> **WHAT YOU ARE ASKED TO DO**
A verbatim transcript of the lines below, starting at the first and ending with the one that holds "A teaching note to the class: indicate the sunlight", is what should be produced.
==== DATA PROVIDED ====
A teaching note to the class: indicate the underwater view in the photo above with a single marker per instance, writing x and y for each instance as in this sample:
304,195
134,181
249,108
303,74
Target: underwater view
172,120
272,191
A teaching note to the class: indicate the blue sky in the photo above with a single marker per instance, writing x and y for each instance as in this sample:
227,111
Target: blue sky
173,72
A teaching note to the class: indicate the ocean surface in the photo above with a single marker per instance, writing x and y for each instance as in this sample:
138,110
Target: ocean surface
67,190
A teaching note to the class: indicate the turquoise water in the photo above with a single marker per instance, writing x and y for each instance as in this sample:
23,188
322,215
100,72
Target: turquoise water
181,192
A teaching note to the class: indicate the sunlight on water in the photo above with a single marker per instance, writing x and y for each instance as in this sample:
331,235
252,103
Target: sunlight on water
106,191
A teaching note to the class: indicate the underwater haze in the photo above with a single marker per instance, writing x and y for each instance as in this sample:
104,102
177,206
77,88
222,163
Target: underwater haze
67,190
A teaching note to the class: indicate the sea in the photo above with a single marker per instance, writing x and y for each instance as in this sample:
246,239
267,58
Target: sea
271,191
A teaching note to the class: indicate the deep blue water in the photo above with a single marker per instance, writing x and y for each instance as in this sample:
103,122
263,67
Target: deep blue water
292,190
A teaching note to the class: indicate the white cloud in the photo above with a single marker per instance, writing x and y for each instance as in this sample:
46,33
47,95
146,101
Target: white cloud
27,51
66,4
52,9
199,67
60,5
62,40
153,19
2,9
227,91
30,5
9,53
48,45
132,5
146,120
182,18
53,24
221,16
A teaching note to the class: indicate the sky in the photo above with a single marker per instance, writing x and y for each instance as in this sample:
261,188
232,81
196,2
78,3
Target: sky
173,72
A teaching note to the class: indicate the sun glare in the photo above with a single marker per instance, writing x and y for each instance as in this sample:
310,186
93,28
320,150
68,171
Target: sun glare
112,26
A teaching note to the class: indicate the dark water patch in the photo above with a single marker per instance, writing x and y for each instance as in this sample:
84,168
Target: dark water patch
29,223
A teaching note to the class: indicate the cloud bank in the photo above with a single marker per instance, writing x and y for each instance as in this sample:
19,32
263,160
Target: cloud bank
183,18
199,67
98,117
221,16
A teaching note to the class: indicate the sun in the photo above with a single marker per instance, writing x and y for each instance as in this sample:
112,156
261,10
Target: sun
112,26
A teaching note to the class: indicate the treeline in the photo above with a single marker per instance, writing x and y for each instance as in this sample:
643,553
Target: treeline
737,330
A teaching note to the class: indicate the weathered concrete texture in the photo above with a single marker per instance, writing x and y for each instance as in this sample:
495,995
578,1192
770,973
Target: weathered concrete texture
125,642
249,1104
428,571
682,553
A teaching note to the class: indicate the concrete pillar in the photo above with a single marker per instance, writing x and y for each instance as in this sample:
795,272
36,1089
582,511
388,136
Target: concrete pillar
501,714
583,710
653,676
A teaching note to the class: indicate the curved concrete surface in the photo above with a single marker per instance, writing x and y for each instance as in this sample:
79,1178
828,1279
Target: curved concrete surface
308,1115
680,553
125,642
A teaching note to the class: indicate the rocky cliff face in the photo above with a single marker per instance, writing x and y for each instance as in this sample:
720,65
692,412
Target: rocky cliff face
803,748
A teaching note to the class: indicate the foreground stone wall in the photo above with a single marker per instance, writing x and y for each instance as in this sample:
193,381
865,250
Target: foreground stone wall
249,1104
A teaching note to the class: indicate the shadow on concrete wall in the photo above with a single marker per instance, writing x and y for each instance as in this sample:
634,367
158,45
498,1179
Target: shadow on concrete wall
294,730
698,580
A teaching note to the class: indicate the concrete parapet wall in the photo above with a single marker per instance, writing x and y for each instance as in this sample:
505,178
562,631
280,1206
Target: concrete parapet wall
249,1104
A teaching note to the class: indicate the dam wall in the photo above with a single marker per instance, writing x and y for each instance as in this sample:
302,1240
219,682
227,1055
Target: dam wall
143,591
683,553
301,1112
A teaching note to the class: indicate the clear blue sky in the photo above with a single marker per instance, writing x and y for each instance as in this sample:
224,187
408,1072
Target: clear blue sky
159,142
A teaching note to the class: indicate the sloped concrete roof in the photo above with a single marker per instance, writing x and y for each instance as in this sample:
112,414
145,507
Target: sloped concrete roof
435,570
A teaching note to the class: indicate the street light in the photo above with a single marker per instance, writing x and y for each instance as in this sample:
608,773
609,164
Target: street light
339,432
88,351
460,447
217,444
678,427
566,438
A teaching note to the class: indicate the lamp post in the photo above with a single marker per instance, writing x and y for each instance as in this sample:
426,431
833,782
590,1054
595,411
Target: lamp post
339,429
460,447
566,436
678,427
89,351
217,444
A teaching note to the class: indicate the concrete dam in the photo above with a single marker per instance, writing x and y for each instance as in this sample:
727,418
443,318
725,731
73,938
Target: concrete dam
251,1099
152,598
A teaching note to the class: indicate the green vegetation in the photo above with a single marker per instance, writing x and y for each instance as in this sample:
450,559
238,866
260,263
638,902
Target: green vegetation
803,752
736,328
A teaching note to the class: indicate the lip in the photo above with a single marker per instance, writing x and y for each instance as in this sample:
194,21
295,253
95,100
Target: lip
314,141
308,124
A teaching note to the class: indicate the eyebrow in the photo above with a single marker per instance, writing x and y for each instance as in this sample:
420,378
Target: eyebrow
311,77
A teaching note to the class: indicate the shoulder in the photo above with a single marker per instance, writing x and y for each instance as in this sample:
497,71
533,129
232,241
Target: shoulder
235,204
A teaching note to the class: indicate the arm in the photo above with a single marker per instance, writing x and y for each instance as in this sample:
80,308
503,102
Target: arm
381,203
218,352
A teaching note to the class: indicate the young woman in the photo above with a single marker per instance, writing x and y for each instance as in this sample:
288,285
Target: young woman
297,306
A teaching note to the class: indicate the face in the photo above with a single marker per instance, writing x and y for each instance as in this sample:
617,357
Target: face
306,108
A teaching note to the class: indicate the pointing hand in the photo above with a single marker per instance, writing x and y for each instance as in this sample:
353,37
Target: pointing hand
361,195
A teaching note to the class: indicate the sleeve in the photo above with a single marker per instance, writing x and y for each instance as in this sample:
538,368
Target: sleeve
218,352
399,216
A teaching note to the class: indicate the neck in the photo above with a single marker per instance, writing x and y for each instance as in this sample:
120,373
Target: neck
====
> **REPLY**
A teaching note to the class: indicate the underwater view in the photo above with a single marker per instance, writing x and y for each instance as in this sample:
304,195
134,181
249,108
303,74
Target: underwater view
172,120
272,191
A teaching note to the class: indicate the blue sky in the photo above with a single marker per instance, writing x and y for each instance as in this sample:
227,111
Target: blue sky
173,72
A teaching note to the class: indicate the ocean surface in the photo above with a single marker per instance, writing x and y for each instance as in this sample:
138,110
Target: ocean surface
67,190
A teaching note to the class: indicate the turquoise water in the photo above with a single marker per instance, writing x and y for each instance as in this sample:
23,188
322,215
100,72
Target: turquoise water
181,192
A teaching note to the class: indicate the sunlight on water in the photo above with a single marker per instance, writing x and y for each instance as in this sample:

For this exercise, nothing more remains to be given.